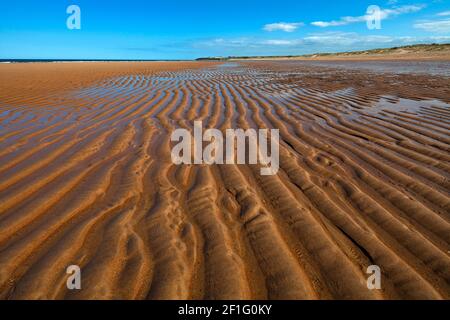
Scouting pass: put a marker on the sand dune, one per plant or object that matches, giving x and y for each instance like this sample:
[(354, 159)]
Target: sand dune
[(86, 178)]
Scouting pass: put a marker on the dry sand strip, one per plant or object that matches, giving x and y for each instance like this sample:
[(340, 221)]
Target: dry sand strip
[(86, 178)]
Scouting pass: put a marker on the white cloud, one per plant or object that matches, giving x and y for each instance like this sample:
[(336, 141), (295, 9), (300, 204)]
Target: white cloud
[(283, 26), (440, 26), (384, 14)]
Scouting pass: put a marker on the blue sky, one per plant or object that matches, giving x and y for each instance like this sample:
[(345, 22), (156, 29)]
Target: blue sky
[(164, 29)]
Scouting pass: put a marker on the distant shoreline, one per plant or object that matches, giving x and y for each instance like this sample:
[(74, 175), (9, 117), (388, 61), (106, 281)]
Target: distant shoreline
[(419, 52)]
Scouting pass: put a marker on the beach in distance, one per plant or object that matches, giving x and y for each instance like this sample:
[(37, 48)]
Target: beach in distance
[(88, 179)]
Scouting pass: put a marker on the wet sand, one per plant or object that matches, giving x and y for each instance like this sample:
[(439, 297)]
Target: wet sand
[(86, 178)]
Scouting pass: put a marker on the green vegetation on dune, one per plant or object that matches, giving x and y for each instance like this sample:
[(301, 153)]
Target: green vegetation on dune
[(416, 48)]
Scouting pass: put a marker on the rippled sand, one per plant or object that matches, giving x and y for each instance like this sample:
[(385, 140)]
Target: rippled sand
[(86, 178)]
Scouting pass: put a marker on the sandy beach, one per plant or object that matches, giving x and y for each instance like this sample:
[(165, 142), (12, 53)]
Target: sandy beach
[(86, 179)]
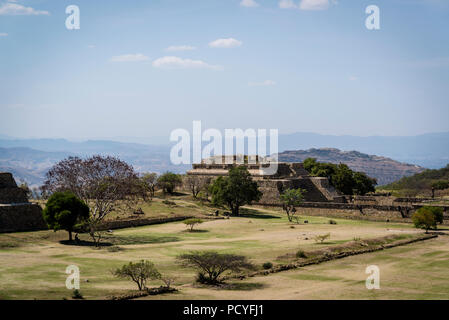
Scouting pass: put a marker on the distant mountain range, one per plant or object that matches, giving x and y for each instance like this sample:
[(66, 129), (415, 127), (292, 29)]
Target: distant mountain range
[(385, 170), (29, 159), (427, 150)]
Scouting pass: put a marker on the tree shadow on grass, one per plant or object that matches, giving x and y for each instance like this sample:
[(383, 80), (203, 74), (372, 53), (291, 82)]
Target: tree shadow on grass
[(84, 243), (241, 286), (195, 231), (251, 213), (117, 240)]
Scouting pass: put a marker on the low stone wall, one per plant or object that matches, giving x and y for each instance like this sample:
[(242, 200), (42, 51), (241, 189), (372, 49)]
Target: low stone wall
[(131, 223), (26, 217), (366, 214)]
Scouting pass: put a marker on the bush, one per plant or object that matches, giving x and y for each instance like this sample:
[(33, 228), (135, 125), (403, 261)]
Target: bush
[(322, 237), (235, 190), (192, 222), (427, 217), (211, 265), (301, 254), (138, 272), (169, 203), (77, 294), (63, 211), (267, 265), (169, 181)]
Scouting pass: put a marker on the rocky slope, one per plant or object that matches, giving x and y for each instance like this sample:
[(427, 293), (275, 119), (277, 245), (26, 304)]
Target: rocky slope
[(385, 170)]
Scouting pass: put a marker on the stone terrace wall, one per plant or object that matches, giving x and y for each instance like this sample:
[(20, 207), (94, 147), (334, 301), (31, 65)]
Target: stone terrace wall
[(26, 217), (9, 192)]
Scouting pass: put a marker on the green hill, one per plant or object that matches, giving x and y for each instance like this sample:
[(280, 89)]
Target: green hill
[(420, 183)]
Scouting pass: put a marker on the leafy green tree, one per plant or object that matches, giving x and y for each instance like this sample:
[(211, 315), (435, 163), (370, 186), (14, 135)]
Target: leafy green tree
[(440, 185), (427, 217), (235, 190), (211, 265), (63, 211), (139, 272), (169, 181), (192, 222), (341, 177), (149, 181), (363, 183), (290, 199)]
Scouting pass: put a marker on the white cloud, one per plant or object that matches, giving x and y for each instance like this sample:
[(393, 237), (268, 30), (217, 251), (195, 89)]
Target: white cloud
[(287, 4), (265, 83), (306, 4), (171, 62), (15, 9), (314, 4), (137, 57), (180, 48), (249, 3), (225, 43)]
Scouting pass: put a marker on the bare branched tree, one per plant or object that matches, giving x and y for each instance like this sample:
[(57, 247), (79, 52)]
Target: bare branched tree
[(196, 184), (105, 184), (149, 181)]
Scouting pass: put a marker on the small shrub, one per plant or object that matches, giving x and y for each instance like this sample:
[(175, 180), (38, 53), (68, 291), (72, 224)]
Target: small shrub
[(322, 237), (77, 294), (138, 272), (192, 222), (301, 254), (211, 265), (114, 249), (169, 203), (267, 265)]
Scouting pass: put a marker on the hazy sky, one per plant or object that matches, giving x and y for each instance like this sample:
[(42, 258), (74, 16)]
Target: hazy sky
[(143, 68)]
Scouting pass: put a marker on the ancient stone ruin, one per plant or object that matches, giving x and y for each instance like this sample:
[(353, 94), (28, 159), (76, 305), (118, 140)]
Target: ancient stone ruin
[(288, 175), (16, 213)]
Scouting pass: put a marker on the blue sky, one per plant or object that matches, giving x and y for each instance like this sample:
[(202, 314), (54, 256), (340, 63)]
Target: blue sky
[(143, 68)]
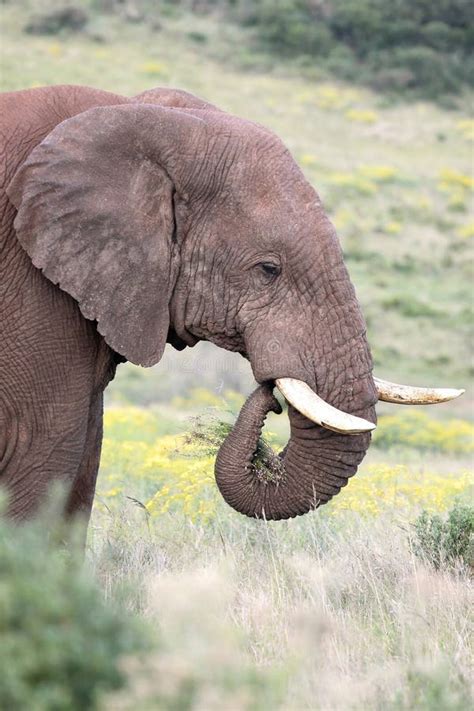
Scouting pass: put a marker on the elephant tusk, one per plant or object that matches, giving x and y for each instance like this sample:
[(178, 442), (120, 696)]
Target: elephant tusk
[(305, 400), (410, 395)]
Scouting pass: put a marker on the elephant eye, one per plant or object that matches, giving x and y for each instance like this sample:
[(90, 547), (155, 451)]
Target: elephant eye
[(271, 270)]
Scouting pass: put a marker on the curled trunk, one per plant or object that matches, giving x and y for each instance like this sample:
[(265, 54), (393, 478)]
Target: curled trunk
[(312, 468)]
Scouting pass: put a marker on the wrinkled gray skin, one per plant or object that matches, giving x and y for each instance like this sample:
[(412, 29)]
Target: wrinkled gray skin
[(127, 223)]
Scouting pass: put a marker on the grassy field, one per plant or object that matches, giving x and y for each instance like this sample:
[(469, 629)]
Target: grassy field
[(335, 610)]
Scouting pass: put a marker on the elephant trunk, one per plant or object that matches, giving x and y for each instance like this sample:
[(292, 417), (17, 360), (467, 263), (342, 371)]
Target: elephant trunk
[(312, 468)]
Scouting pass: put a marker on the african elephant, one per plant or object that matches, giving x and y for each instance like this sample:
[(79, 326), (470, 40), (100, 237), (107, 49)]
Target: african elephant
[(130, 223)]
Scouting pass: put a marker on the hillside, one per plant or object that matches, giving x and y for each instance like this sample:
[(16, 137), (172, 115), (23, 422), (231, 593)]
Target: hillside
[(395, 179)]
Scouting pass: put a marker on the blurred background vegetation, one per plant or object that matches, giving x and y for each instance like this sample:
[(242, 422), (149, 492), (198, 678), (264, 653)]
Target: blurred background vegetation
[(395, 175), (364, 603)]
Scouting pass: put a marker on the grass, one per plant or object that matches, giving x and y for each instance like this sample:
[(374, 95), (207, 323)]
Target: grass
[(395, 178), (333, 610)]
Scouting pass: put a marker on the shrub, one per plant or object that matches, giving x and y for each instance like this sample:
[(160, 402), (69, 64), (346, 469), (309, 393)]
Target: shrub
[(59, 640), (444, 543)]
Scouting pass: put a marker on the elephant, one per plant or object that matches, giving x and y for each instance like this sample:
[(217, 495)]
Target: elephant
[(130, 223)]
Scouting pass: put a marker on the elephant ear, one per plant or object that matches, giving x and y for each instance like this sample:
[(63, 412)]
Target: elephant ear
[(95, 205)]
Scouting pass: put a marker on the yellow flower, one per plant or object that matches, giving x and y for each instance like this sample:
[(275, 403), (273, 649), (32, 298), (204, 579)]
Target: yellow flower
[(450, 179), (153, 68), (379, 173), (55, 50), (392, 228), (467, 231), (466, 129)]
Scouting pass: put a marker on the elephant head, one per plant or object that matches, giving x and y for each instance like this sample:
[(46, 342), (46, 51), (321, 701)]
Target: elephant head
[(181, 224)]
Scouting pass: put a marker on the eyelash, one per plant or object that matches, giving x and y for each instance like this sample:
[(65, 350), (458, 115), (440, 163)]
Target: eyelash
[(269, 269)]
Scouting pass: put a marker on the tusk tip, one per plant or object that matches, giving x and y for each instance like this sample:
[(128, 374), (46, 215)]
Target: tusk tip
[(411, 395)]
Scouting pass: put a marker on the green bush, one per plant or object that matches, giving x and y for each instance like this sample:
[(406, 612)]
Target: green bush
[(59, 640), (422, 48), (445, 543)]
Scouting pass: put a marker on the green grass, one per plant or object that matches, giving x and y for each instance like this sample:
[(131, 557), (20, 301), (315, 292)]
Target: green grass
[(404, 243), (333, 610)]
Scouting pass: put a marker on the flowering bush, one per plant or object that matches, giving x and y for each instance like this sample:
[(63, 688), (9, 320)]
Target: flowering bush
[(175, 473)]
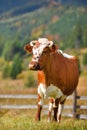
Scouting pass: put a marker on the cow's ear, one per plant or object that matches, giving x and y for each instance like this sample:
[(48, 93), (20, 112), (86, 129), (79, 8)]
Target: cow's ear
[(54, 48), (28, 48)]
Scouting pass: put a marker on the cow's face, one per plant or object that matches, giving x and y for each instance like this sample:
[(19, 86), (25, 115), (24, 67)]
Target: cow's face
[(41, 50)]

------------------------------------------------------------

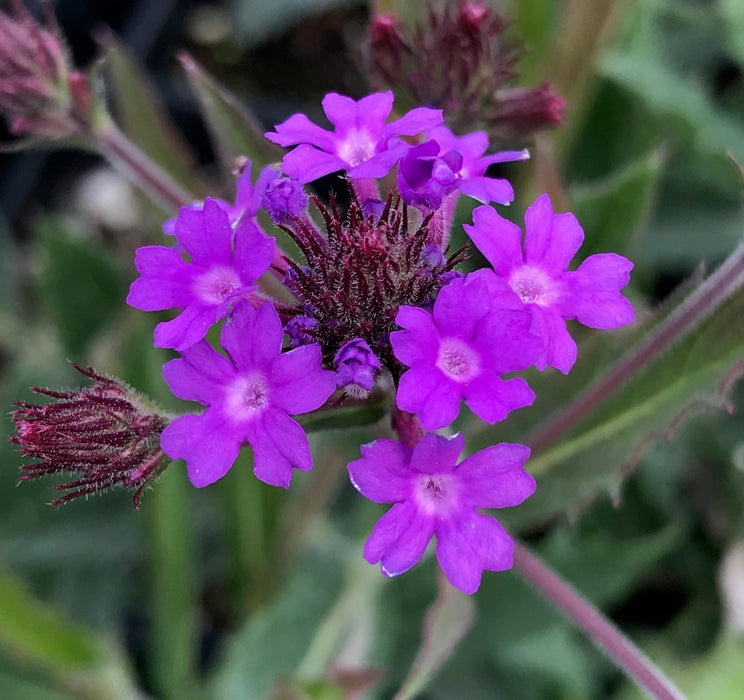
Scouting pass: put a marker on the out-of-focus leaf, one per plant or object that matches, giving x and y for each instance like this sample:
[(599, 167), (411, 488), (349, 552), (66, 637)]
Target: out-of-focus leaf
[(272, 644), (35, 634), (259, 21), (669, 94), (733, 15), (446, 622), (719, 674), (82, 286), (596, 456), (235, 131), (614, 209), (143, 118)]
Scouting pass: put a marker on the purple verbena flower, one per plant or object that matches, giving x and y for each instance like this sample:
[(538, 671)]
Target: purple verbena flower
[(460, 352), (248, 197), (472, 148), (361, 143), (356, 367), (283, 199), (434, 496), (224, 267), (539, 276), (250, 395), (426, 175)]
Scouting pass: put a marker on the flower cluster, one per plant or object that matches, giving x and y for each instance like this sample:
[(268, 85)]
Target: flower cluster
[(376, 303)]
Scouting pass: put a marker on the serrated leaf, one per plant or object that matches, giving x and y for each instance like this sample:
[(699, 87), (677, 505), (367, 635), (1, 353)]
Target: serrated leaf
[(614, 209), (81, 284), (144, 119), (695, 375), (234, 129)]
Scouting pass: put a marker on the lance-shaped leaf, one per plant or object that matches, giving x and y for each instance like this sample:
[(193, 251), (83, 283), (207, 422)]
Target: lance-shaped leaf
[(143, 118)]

------------------------------------------------------------

## ASSIGNMENT
Every line above in the stretch from the one with "Target: sandy beach" through the one with "Scouting pass: put a marker on the low" is to be transcribed exactly, ends included. No picture is copied.

## WRITTEN RESPONSE
Target: sandy beach
[(86, 179)]
Scouting pass: put a marker on the distant mountain range, one per plant or object that matches, giving x and y for each instance like this sample:
[(66, 129), (415, 127), (292, 29)]
Target: distant mountain range
[(385, 170), (29, 159), (427, 150)]
Scouting pass: put a marker on the tree shadow on grass, one per plant or object that matches, giving x and y for each instance like this sample:
[(383, 80), (203, 74), (372, 53), (291, 82)]
Target: tree shadow on grass
[(84, 243), (241, 286), (195, 231), (251, 213), (117, 240)]
Scouting pass: put a marker on the low stone wall, one per plant or object that matches, giving x and y for each instance like this sample:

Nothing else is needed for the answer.